#### [What the task requires]
Copy each of the records below word for word, omitting the pictures.

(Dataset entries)
+---+

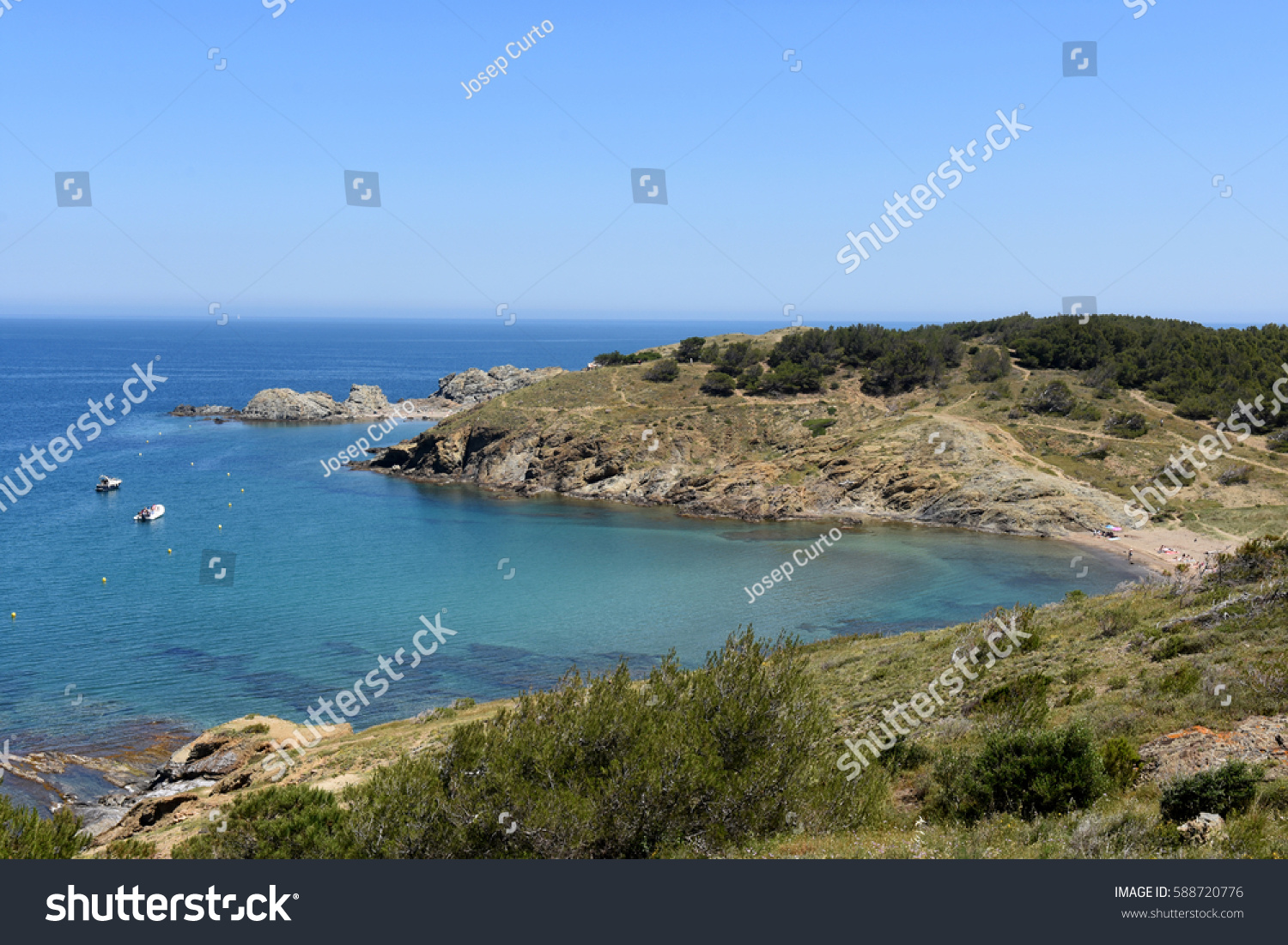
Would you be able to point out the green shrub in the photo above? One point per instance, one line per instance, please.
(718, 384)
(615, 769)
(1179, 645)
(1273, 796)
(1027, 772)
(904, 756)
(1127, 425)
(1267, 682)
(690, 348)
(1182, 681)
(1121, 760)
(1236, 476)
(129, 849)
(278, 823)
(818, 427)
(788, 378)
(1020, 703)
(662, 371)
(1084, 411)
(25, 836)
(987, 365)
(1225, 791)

+---+

#### [Task solution]
Would you be able to point out the green shrub in the photo above? One point per instance, one line per instance, please.
(718, 384)
(615, 769)
(1179, 645)
(1273, 796)
(1027, 772)
(904, 756)
(1127, 425)
(1267, 682)
(690, 348)
(1182, 681)
(1121, 760)
(1236, 476)
(129, 849)
(278, 823)
(818, 427)
(788, 378)
(1020, 703)
(662, 371)
(1084, 411)
(25, 836)
(987, 365)
(1225, 791)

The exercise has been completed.